Collected data:

• • • • •

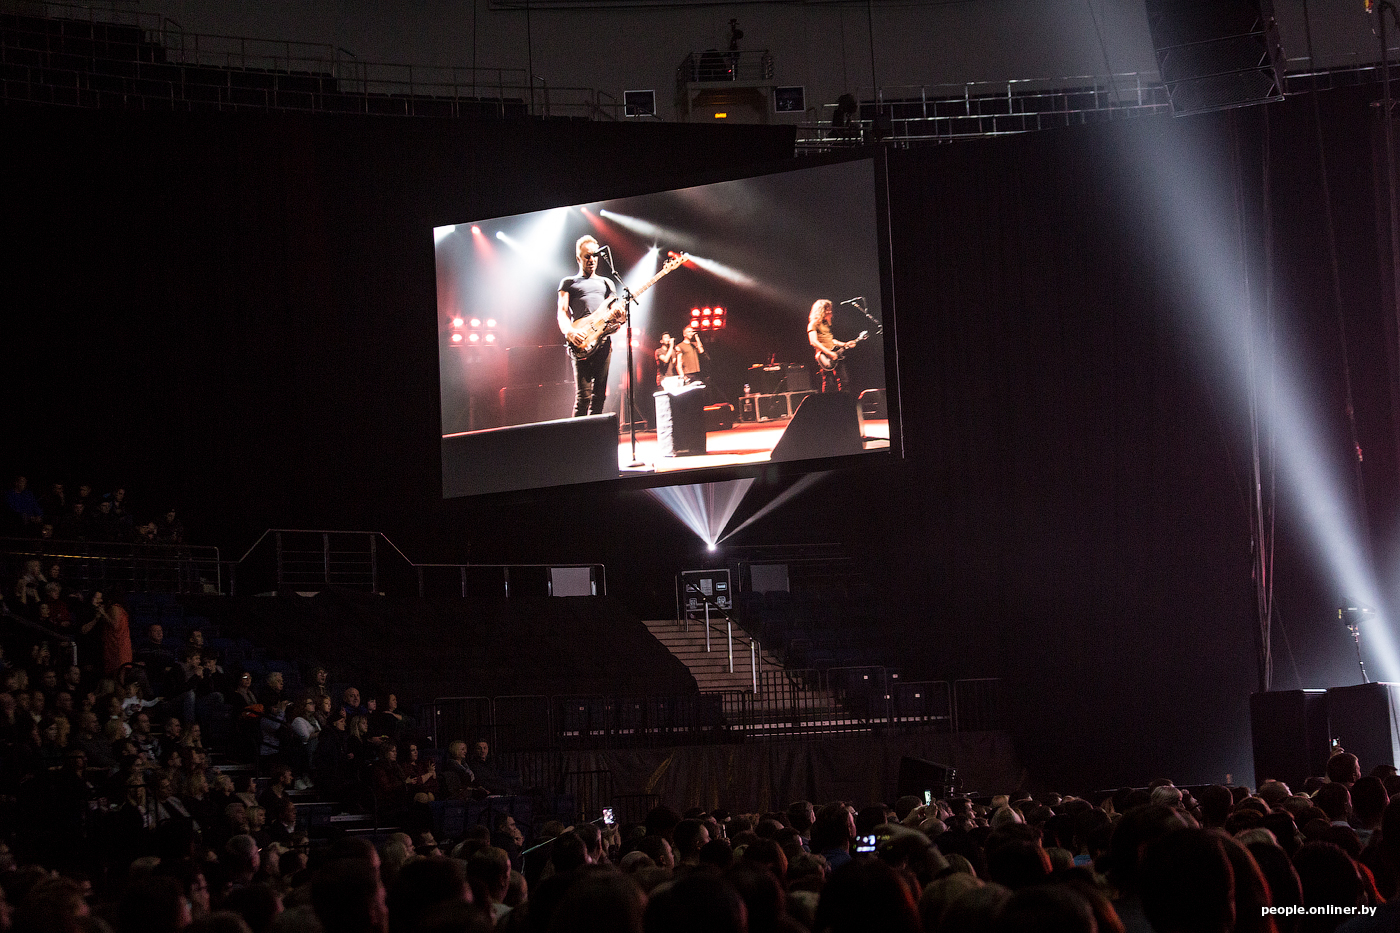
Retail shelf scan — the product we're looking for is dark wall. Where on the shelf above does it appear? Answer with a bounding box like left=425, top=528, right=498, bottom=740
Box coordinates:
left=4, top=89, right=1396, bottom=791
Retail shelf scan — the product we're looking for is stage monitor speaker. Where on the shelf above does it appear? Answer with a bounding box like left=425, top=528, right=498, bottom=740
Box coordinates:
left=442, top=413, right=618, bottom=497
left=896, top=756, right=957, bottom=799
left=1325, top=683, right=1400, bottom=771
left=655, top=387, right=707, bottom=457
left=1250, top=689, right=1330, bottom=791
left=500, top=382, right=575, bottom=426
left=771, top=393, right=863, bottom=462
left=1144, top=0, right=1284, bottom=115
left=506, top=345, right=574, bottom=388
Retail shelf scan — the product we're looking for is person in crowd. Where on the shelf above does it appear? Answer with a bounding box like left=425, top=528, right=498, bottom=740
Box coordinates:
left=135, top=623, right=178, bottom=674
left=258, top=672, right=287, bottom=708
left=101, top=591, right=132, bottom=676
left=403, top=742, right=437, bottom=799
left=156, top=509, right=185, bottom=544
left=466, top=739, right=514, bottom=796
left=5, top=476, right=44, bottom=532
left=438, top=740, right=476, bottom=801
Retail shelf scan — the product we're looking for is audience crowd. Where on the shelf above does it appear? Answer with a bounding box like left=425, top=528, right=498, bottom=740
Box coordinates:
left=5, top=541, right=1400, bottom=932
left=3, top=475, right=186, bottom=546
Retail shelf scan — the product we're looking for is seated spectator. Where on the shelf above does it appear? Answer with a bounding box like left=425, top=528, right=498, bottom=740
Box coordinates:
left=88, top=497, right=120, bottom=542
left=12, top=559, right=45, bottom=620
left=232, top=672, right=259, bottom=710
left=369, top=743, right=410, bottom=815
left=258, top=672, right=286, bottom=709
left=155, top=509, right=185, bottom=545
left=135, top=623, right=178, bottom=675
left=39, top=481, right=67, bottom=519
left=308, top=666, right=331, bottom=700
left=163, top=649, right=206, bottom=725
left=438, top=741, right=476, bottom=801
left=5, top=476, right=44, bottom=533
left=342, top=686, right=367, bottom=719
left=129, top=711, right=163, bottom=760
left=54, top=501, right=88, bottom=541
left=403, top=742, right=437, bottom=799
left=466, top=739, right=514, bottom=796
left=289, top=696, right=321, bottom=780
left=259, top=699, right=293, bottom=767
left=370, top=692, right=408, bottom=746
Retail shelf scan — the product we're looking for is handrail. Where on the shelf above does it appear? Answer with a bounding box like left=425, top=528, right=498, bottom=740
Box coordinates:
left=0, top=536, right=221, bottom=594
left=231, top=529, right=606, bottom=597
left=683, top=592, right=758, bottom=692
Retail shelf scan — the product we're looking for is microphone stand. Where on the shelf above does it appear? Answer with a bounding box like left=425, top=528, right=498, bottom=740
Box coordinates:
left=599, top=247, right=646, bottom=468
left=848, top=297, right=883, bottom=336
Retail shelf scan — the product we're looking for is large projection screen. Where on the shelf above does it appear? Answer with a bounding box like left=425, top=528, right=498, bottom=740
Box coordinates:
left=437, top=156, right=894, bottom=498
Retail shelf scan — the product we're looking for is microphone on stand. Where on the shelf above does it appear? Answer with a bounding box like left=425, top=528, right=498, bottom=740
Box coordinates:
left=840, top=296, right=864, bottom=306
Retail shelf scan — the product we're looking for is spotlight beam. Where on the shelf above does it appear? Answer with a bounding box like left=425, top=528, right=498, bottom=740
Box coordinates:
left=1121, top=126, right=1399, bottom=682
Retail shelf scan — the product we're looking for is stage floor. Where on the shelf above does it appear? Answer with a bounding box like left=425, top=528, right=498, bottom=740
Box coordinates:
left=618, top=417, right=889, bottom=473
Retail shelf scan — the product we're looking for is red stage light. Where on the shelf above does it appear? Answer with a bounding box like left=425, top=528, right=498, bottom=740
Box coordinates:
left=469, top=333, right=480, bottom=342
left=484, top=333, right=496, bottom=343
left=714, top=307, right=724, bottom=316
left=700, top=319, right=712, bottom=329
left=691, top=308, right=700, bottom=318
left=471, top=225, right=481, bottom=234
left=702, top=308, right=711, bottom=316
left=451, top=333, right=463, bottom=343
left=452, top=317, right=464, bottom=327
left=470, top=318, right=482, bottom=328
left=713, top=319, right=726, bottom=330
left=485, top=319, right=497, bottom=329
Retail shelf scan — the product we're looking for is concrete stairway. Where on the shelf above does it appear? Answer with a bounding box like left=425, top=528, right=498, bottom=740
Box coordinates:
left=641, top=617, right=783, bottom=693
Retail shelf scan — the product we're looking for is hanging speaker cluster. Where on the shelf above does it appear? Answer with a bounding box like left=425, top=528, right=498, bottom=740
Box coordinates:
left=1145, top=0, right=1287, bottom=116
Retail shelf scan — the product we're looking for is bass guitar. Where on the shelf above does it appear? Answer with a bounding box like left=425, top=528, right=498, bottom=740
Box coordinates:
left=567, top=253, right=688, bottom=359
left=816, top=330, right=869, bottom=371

• • • • •

Give back an exact repeat of the lines from the top of the data through the line that holds "Retail shelf scan — the product we're looking for is seated", both included, and omit pictures.

▶ [RESULT FOR THIS TASK]
Retail shelf scan — the product we're looking for is dark wall. Where on the shelf above does it appear? Answer with a bounding box like left=425, top=528, right=498, bottom=740
Box coordinates:
left=4, top=89, right=1396, bottom=791
Retail shelf scan — the product we're looking for is stage monitor speaker. Where on the shelf above does it appear? Answer with a bounding box like left=425, top=528, right=498, bottom=740
Box coordinates:
left=442, top=413, right=618, bottom=497
left=896, top=756, right=957, bottom=799
left=1325, top=683, right=1400, bottom=771
left=655, top=387, right=707, bottom=457
left=1250, top=689, right=1330, bottom=791
left=500, top=382, right=575, bottom=426
left=771, top=393, right=863, bottom=462
left=1144, top=0, right=1284, bottom=115
left=506, top=345, right=574, bottom=388
Retail shelf scan — the product we're looking for is person in crowd. Where on the shelf above does it appear? Answer with a bounding box like left=425, top=528, right=498, bottom=740
Box coordinates:
left=135, top=623, right=178, bottom=674
left=258, top=672, right=287, bottom=708
left=101, top=591, right=132, bottom=676
left=403, top=742, right=437, bottom=799
left=156, top=509, right=185, bottom=544
left=466, top=739, right=514, bottom=796
left=5, top=476, right=44, bottom=532
left=438, top=740, right=476, bottom=801
Retail shelf scan — the product we're looking for is audience crowd. Where on the shelf above does it appear? Answer with a bounding box like left=425, top=528, right=498, bottom=740
Box coordinates:
left=5, top=541, right=1400, bottom=932
left=3, top=475, right=186, bottom=546
Retail shelf scan — the product we're looking for is seated spectator. Where on the shelf above does it appear? Answer with a bounding box like left=425, top=528, right=498, bottom=740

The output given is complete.